**Brief A**
From the news article on silent strokes after surgery below, list every outcome that patients with a silent stroke after surgery were more likely to experience within one year.
**Brief B**
Edit the news article on silent strokes after surgery below by rewriting the passage that begins at "While an overt" and stops after "University and HHS.", with "sibling" changed to "counterpart".

**Passage to read**
━━━━━━━━━━━━━━━━━━━━
HHS researchers discover ‘silent’ strokes are common after surgery
Hamilton Health Sciences researchers have discovered that covert – or ‘silent’ – strokes are common in seniors after they have elective, non-cardiac surgery and are linked to cognitive decline.
While an overt stroke causes obvious symptoms, such as weakness in one arm or speech problems that last more than a day, a covert stroke is not obvious except on brain scans, such as MRI. Each year, approximately 0.5 per cent of the 50 million people age 65 years or older worldwide who have major, non-cardiac surgery will suffer an overt stroke, but until now little was known about its silent sibling.
“We’ve found that ‘silent’ covert strokes are actually more common than overt strokes in people aged 65 or older who have surgery,” said Dr. PJ Devereaux, co-principal investigator of the NeuroVISION study. Dr. Devereaux is a cardiologist at Hamilton Health Sciences (HHS) and a senior scientist at the Population Health Research Institute of McMaster University and HHS.
Dr. Devereaux and his team found that one in 14 people over age 65 who had elective, non-cardiac surgery had a silent stroke, suggesting that as many as three million people in this age category suffer a silent stroke after surgery each year.
Despite the benefits of surgery, we also need to understand the risks.”
NeuroVISION involved 1,114 patients aged 65 years and older from North and South America, Asia, New Zealand, and Europe. All patients received an MRI within nine days of their surgery to look for evidence of silent stroke. The research team followed patients for one year after their surgery to assess their cognitive capabilities. They found that people who had a silent stroke after surgery were more likely to experience cognitive decline, perioperative delirium, overt stroke or transient ischaemic attack within one year, compared to patients who did not have a silent stroke.
“Over the last century, surgery has greatly improved the health and the quality of life of patients around the world,” said Dr. Marko Mrkobrada, an associate professor of medicine at University of Western Ontario and co-principal investigator for the NeuroVISION study.
“Surgeons are now able to operate on older and sicker patients thanks to improvements in surgical and anesthetic techniques. Despite the benefits of surgery, we also need to understand the risks.”
The results of the NeuroVISION study have been published in the prestigious medical journal The Lancet.
━━━━━━━━━━━━━━━━━━━━
**Stored data**
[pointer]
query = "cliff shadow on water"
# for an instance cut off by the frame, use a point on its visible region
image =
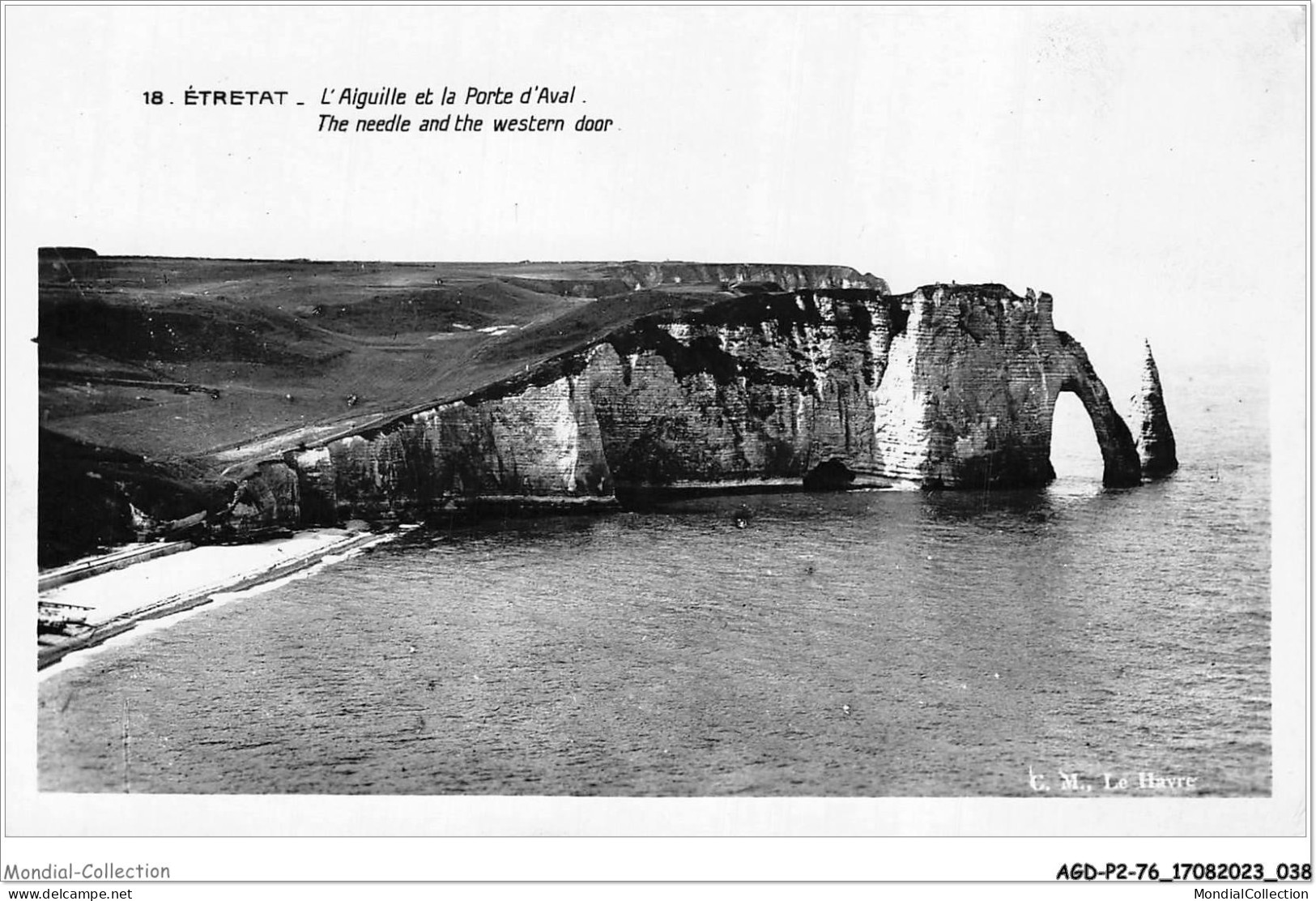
━━━━━━━━━━━━━━━━━━━━
**Response area A**
- cognitive decline
- perioperative delirium
- overt stroke
- transient ischaemic attack

**Response area B**
While an overt stroke causes obvious symptoms, such as weakness in one arm or speech problems that last more than a day, a covert stroke is not obvious except on brain scans, such as MRI. Each year, approximately 0.5 per cent of the 50 million people age 65 years or older worldwide who have major, non-cardiac surgery will suffer an overt stroke, but until now little was known about its silent counterpart.
“We’ve found that ‘silent’ covert strokes are actually more common than overt strokes in people aged 65 or older who have surgery,” said Dr. PJ Devereaux, co-principal investigator of the NeuroVISION study. Dr. Devereaux is a cardiologist at Hamilton Health Sciences (HHS) and a senior scientist at the Population Health Research Institute of McMaster University and HHS.